>> START

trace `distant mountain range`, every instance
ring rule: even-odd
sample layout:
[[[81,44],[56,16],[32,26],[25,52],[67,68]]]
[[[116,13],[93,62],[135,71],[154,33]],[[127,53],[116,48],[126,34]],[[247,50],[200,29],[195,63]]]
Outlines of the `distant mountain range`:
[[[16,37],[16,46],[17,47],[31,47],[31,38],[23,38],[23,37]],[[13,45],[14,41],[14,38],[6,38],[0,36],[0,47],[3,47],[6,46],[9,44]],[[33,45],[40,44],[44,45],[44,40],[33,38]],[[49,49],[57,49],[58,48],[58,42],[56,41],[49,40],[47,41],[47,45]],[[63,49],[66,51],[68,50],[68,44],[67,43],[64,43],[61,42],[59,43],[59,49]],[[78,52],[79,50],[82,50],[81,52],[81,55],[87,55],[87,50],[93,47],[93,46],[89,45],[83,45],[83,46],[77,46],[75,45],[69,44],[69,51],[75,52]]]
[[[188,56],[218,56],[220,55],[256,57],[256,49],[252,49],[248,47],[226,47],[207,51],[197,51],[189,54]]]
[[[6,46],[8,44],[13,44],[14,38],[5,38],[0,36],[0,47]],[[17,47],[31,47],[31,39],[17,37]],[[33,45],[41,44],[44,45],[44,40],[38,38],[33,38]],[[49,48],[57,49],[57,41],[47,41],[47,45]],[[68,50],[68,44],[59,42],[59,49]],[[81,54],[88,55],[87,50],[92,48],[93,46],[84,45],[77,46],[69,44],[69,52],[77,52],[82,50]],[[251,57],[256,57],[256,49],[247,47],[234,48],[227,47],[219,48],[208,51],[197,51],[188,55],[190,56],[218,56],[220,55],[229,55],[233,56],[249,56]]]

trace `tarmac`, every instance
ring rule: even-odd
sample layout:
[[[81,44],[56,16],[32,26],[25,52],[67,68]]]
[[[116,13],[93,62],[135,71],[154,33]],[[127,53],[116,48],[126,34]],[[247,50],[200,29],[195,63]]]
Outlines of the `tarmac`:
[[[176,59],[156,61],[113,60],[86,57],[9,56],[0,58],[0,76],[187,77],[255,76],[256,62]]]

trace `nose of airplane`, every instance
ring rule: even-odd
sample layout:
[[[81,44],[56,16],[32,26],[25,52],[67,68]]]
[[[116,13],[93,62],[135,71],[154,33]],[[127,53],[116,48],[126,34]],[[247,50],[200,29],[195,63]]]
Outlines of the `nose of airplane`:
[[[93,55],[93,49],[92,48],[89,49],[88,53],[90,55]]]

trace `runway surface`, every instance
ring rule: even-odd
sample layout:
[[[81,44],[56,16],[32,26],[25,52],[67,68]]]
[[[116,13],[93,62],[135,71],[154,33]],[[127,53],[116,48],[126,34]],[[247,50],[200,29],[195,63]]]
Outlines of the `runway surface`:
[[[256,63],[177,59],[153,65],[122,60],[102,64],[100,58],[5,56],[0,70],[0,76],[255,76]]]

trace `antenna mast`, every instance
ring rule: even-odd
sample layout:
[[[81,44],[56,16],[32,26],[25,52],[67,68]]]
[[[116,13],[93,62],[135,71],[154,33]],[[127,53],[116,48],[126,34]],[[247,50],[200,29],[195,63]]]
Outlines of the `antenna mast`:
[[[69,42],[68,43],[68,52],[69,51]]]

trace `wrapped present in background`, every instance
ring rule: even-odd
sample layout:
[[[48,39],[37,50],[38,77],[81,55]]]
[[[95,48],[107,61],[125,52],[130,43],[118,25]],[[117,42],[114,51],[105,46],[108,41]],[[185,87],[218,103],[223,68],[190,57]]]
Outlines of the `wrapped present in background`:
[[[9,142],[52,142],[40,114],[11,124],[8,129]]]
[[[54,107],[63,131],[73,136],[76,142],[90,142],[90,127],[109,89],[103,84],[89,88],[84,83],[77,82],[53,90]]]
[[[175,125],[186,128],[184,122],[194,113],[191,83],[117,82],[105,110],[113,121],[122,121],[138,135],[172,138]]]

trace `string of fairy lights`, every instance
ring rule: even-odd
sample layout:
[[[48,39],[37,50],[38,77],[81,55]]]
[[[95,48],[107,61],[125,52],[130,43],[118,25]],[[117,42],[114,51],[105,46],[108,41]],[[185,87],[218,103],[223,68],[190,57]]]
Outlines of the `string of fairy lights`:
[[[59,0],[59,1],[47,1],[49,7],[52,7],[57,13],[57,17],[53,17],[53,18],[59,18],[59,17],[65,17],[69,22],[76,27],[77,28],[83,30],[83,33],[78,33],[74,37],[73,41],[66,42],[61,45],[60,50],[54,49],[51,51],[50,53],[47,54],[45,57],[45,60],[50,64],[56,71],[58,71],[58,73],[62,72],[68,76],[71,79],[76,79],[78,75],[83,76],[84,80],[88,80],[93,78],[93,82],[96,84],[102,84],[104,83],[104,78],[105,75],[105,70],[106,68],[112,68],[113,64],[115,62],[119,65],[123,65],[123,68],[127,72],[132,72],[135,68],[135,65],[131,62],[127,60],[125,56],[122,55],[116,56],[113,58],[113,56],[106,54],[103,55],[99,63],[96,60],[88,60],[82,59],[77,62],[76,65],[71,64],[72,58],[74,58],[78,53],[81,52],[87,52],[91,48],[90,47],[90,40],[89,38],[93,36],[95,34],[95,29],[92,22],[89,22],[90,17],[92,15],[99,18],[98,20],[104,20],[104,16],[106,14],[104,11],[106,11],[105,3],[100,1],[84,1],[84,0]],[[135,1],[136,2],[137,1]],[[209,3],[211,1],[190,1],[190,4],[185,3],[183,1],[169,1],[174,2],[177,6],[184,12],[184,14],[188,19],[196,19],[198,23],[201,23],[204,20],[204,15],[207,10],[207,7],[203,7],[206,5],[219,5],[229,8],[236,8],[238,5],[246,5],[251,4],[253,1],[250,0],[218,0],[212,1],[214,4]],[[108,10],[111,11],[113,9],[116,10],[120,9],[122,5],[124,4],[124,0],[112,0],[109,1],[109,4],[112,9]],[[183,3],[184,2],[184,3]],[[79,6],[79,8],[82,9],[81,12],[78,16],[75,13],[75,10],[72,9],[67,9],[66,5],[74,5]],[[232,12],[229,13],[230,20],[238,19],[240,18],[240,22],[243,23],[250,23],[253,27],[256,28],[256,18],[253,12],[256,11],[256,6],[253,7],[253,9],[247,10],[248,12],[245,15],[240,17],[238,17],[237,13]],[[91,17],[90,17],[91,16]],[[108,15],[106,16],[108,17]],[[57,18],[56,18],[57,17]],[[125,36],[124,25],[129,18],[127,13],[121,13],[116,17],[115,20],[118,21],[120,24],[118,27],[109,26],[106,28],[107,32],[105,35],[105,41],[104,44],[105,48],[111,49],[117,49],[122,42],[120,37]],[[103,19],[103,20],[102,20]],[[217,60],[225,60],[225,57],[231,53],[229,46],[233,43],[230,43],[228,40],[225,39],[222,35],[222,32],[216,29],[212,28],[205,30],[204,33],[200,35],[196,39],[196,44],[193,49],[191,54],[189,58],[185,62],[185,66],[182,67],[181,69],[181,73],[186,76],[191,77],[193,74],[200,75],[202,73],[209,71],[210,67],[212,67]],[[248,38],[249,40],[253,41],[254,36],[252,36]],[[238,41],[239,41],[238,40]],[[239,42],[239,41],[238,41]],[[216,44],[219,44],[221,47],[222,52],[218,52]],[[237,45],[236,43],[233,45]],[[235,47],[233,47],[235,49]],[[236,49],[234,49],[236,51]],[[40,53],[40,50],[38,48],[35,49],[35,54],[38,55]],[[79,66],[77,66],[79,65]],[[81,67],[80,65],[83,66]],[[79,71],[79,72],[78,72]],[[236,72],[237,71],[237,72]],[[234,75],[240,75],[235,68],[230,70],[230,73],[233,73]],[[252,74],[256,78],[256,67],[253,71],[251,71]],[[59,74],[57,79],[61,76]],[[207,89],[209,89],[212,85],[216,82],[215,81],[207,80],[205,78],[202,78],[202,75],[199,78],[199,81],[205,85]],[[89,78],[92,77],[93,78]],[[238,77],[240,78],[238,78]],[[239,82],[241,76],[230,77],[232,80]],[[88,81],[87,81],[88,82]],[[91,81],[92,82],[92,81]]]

>> END

Please count the lines in the entries above that contain the word "surface" and reply with that number alone.

2